**WORK REQUIRED:** Output all entries precisely.
"""
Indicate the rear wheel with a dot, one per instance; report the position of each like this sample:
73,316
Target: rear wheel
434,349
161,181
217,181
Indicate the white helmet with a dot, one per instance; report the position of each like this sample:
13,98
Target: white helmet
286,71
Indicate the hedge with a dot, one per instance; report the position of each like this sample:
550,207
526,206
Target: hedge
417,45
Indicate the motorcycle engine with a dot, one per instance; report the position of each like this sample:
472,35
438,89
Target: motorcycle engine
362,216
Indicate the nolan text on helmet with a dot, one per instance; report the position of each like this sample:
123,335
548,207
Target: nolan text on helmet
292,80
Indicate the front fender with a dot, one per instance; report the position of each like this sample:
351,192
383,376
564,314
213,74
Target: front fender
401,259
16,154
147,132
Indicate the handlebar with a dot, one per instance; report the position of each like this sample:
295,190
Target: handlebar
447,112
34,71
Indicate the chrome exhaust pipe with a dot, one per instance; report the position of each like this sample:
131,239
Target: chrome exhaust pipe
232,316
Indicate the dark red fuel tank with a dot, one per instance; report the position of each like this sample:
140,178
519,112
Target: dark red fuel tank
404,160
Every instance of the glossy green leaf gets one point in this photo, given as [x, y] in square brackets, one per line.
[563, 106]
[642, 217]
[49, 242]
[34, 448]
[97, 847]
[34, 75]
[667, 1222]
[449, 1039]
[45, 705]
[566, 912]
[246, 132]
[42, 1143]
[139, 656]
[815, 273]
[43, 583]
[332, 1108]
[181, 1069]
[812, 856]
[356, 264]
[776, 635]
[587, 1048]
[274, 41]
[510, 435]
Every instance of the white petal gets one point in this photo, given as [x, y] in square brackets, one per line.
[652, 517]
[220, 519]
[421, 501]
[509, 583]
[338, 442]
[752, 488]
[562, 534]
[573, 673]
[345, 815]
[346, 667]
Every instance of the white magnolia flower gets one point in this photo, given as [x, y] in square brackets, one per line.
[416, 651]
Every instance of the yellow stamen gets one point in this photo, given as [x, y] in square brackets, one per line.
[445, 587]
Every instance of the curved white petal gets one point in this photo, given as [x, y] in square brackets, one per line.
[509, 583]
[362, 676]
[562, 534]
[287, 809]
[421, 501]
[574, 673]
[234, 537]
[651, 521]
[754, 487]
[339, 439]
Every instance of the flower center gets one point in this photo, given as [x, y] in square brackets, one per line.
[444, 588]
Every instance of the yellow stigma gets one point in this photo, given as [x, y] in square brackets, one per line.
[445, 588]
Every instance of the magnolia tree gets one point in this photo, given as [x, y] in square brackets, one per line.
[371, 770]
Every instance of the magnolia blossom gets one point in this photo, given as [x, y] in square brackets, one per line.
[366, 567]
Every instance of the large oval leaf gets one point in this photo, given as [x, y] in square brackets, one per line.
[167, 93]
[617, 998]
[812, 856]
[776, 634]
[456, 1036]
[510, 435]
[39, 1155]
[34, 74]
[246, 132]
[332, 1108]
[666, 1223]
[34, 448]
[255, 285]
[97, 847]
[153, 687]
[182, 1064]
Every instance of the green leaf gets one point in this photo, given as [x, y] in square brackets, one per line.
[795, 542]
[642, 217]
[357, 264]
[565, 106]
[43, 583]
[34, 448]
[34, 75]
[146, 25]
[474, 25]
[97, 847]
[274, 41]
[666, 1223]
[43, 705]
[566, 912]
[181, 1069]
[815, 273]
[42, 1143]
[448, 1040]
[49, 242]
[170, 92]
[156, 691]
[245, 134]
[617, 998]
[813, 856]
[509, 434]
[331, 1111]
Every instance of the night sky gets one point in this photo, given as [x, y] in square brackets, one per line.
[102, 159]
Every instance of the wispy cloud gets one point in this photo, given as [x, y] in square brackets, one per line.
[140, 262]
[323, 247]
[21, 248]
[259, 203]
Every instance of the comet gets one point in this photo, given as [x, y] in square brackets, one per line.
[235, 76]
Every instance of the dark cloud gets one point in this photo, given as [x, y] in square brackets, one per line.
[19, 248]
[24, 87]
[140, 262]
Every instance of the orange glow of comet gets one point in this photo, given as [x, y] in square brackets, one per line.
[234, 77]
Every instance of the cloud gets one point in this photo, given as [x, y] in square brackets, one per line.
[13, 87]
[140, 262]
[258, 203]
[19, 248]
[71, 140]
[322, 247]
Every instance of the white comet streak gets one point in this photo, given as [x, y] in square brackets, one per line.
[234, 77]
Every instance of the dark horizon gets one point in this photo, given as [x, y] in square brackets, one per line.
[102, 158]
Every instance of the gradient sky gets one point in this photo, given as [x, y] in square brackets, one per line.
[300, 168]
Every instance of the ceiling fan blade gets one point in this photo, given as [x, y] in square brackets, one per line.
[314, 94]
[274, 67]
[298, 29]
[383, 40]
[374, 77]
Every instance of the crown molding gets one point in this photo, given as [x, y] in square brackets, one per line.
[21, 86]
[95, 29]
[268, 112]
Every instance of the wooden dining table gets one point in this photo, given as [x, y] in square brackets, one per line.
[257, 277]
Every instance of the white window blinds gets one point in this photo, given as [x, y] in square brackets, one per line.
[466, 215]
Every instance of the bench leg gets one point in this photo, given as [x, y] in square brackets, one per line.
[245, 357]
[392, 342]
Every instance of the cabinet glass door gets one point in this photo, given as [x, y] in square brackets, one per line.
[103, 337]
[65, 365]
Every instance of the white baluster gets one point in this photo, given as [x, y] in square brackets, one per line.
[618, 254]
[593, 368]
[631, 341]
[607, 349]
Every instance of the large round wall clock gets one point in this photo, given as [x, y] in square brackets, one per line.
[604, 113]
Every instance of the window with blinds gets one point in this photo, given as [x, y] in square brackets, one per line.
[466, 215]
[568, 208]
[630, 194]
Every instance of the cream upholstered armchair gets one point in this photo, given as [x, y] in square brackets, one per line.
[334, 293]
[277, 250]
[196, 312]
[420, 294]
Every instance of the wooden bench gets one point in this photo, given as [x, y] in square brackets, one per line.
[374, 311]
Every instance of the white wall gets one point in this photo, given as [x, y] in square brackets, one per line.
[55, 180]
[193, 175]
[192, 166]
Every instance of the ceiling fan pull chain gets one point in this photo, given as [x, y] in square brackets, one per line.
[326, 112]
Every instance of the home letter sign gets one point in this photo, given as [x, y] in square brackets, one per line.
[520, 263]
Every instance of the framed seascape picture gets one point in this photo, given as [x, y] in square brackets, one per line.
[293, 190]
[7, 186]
"""
**PROBLEM SOLUTION:**
Indicate the rear wheel with a dot, one per instance; report the position of each like this sample:
73,316
Target: rear wheel
434,349
161,181
217,181
Indicate the white helmet with a dot, one per instance; report the position of each like this sample:
13,98
Target: white helmet
286,71
Indicate the hedge with a dot, one per instance; report the position of each like this sample:
550,207
526,206
Target: hedge
417,45
Indicate the motorcycle engine with a dot, one per instance; report the position of each like this sample:
472,35
438,89
Target: motorcycle engine
362,216
Indicate the nolan text on helmet with a dot, one per instance; report the position of each like this sample:
123,335
548,207
Target: nolan text on helmet
292,80
Indicate the front fender with a dot, one per instance; report the position of each like this sample:
351,192
383,376
564,314
213,74
Target: front fender
401,259
16,154
147,132
Indicate the handlebar with a dot, one per instance; report the position of each like this sample:
295,190
Target: handlebar
447,112
34,71
Indicate the chrome exhaust pipe with a dot, one per instance; report the position of each like this sample:
131,239
Target: chrome exhaust pipe
232,316
Indicate the dark red fuel tank with a dot, one per instance; report the position of each like this sample:
140,178
519,112
Target: dark red fuel tank
404,160
Every instance of the glossy green leaf gets one point in this photo, given as [x, y] in square brackets, one per line.
[563, 106]
[642, 217]
[49, 242]
[34, 448]
[97, 847]
[34, 75]
[667, 1222]
[449, 1039]
[45, 705]
[566, 912]
[246, 132]
[42, 1143]
[139, 656]
[815, 273]
[43, 583]
[332, 1108]
[181, 1069]
[812, 856]
[356, 264]
[776, 635]
[587, 1048]
[274, 41]
[510, 435]
Every instance of the white petal gets one point in this photo, given as [x, y] in square brackets, one per line.
[652, 517]
[220, 519]
[421, 501]
[509, 583]
[338, 442]
[752, 488]
[562, 534]
[573, 673]
[345, 815]
[346, 667]
Every instance of the white magnolia flower gets one point in this photo, given as [x, y] in square brackets, one per line.
[416, 651]
Every instance of the yellow stamen gets one point in this photo, given as [x, y] in square brackets, one per line.
[445, 587]
Every instance of the curved white petal gets one point in this photo, given as [x, y] in square brackets, one per line.
[509, 583]
[362, 676]
[562, 534]
[287, 809]
[421, 501]
[574, 673]
[234, 537]
[651, 521]
[754, 487]
[339, 439]
Every instance of the flower center gets one point in this photo, given as [x, y] in square brackets, one per line.
[444, 588]
Every instance of the yellow stigma gets one point in this photo, given as [x, y] in square brackets, one per line.
[445, 588]
Every instance of the magnolia tree gets one point in this photo, given as [x, y] in square brackets, one per line.
[371, 770]
Every instance of the magnolia blossom gets one point in this photo, given as [x, y] in square brackets, one per line.
[366, 567]
Every instance of the large oval leaf gets one point in this photo, given as [x, y] in square brackets, one per line.
[167, 93]
[617, 998]
[812, 856]
[776, 634]
[456, 1036]
[510, 435]
[39, 1155]
[34, 74]
[246, 132]
[332, 1108]
[666, 1223]
[34, 448]
[255, 285]
[97, 847]
[153, 687]
[182, 1064]
Every instance of the green leaf gets one point in this photo, given as [x, y] in square brackets, one per line.
[795, 542]
[642, 217]
[357, 264]
[565, 106]
[43, 583]
[34, 448]
[34, 75]
[146, 25]
[474, 25]
[97, 847]
[274, 41]
[666, 1223]
[43, 705]
[566, 912]
[181, 1069]
[815, 273]
[42, 1143]
[448, 1040]
[49, 242]
[170, 92]
[156, 691]
[245, 134]
[617, 998]
[813, 856]
[509, 434]
[331, 1111]
Every instance of the night sky gets one point in this photo, given as [x, y] in square brackets, one per line.
[102, 159]
Every instance of the wispy cloud gets one point in this photo, given as [x, y] in square brackets, one per line.
[140, 262]
[323, 247]
[21, 248]
[259, 203]
Every instance of the comet gets one point in this photo, given as [x, y] in square brackets, one per line.
[235, 76]
Every instance of the dark cloud gets one point in this photo, given as [x, y] in square brackets, one per line.
[19, 248]
[24, 87]
[140, 262]
Every instance of the orange glow of comet gets one point in this photo, given as [x, y] in square brackets, one per line.
[234, 77]
Every instance of the cloud gets one point in this photo, given as [x, y] in square brackets, one per line.
[13, 87]
[140, 262]
[258, 203]
[19, 248]
[71, 140]
[322, 247]
Every instance of the white comet streak gets one point in this photo, given as [x, y] in square brackets, one per line.
[234, 77]
Every instance of the dark horizon gets one point in this photo, given as [x, y] in square brackets, one per line.
[102, 158]
Every instance of the gradient sky gets one point in this photo, given as [x, y] in square brackets, one per line.
[300, 168]
Every instance of the ceiling fan blade gets one point in this photo, given as [x, y] in square brackets, one per line.
[314, 94]
[274, 67]
[298, 29]
[383, 40]
[374, 77]
Every instance of the crown molding gets one point in this photo, given as [x, y] in square brackets, one per line.
[21, 86]
[95, 29]
[268, 112]
Every instance of the wooden dining table gets one point in this photo, given as [x, y] in square brackets, one per line.
[257, 277]
Every instance of the white window blinds gets one point in this photo, given as [x, y] in square brackets, one per line.
[466, 215]
Every instance of the bench leg gets one point in this photo, given as [x, y] in square brackets, one per line.
[245, 357]
[392, 342]
Every instance of the cabinet glass door gets one point in this photo, given as [x, y] in square brackets, one per line.
[103, 337]
[65, 365]
Every instance of the white baluster gets one point in this photo, given as [x, y] in square brackets, one per line.
[618, 254]
[593, 368]
[631, 341]
[607, 349]
Every instance of the large round wall clock gets one point in this photo, given as [x, y] in square brackets, one per line.
[604, 113]
Every instance of the window with blinds gets one point in this photo, given as [x, y] in square brackets, one per line.
[466, 215]
[568, 208]
[630, 194]
Every instance of the cream upholstered armchair gets one point in this photo, given as [x, y] in square brackets, one per line.
[334, 293]
[277, 250]
[196, 312]
[420, 294]
Every instance of the wooden bench gets one point in this photo, given as [x, y] in square brackets, one per line.
[374, 311]
Every instance of the white wall gets one point in this photo, given as [x, y] in square brackets, one per line.
[55, 180]
[193, 175]
[192, 166]
Every instance of the ceiling fan pull chain gets one point in this photo, given as [x, y] in square brackets, one per line.
[326, 112]
Every instance of the home letter sign gets one point in this photo, given as [x, y] in square brackets, one per line.
[520, 263]
Every instance of the framed seascape picture gets one point in this photo, given as [x, y] in square brackets, one per line.
[293, 190]
[7, 186]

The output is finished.